__Your objective__.
Repeat, line for line, the entries below from the first line to the line containing "pixel 301 340", counting both ends.

__The input__.
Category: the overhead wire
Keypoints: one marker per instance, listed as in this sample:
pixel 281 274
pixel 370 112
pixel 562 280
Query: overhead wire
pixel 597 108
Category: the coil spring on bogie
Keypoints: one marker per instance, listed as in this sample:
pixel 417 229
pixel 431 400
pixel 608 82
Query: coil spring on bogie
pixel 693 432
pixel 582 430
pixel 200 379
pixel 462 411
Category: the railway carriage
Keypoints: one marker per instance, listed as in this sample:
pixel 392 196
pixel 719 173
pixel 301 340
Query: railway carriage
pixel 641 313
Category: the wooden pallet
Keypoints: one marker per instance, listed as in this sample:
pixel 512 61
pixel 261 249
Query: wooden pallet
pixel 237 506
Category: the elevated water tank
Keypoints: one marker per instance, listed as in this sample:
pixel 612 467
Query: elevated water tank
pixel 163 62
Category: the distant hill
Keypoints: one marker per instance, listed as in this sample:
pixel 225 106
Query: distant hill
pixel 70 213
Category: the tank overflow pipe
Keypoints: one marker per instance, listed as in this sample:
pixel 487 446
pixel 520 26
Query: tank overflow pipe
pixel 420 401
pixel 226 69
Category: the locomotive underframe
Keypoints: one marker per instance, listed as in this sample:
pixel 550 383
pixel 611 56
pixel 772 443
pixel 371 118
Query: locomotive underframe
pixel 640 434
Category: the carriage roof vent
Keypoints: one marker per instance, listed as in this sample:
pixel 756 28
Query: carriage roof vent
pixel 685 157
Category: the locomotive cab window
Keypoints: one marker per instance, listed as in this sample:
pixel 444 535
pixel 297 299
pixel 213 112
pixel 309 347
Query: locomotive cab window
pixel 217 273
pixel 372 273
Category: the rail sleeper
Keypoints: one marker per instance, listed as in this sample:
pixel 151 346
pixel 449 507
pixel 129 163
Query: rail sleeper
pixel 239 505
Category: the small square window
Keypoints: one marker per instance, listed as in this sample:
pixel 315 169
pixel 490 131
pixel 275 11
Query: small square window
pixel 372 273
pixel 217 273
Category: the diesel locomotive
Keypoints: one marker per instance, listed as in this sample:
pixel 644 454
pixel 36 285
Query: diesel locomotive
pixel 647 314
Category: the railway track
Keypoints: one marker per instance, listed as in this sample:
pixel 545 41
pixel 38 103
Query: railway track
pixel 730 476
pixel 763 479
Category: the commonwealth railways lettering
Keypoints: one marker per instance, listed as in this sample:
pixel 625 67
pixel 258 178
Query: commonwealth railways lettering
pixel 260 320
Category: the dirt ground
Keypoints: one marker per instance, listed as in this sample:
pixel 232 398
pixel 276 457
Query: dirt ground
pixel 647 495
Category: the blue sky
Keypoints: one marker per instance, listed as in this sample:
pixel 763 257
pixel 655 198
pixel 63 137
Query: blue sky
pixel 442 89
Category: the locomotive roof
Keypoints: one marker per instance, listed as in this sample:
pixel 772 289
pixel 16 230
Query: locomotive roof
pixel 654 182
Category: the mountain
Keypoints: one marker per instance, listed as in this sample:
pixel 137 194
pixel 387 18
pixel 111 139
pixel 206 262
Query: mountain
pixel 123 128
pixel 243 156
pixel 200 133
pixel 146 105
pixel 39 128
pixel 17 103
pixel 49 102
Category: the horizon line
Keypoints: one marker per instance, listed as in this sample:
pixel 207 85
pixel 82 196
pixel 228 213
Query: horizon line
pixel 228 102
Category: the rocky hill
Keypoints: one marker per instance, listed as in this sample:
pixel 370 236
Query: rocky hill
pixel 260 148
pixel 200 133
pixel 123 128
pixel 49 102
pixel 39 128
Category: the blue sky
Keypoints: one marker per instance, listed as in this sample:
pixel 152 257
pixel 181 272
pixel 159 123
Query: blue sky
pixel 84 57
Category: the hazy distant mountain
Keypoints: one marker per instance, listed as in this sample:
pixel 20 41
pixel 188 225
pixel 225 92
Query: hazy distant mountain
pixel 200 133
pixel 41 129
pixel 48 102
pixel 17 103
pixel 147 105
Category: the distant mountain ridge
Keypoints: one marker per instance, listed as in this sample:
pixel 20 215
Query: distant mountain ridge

__Output for this exercise__.
Category: the overhead wire
Keypoints: one marker per instance, listed as in this sample:
pixel 281 274
pixel 370 112
pixel 562 280
Query: overhead wire
pixel 597 108
Category: the coil spring on bogie
Keypoints: one marker per instance, listed as in this sample:
pixel 417 229
pixel 431 400
pixel 608 82
Query: coil spring on bogie
pixel 693 432
pixel 582 430
pixel 200 379
pixel 462 411
Category: the railway carriage
Keypoints: one marker per instance, listed as in this sample:
pixel 392 196
pixel 719 173
pixel 301 340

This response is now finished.